Your task: Reproduce every line in the material below that holds "Give".

Dataset content:
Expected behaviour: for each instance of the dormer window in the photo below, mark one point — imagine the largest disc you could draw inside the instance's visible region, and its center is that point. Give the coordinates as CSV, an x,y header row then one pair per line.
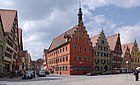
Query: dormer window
x,y
67,37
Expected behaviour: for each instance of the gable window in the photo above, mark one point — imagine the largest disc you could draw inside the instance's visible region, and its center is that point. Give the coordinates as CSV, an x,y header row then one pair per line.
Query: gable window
x,y
66,48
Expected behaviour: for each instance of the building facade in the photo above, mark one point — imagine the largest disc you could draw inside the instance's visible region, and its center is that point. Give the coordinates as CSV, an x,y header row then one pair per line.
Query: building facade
x,y
1,47
126,58
116,50
71,52
10,25
101,53
45,60
135,56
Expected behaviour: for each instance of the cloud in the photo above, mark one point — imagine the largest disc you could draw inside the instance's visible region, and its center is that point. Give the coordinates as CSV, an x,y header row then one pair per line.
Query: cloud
x,y
92,4
6,3
97,23
130,33
43,20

Task result:
Expected behaviour: for each instance of the dormer window in the photo below, mark one point — imagine the largest disc you could draw inside the instance's visible region, and its center is that point. Give the coordinates as CSV, an x,y header row then one pair per line.
Expected behaviour: for each instance of the gable window in the photo above, mark one point — imagine the largest disc you could draw inside the instance's visible region, and its center is that point. Give the coordinates as CSV, an x,y header row then one pair per line.
Expected behaviour: for each instance of the building facade in the photo above, mark one point — imagine the largest disc you could draw inside the instance's visible region, and its center is that point. Give the coordinates as CSV, an x,y header row then one pair per line.
Expected behaviour: for each instance of the cloud in the photo above, mark one point — imagine the largest disc you could draw inside the instance's visible region, and its center is that point. Give the coordinates as CSV, an x,y header row then one pair per line.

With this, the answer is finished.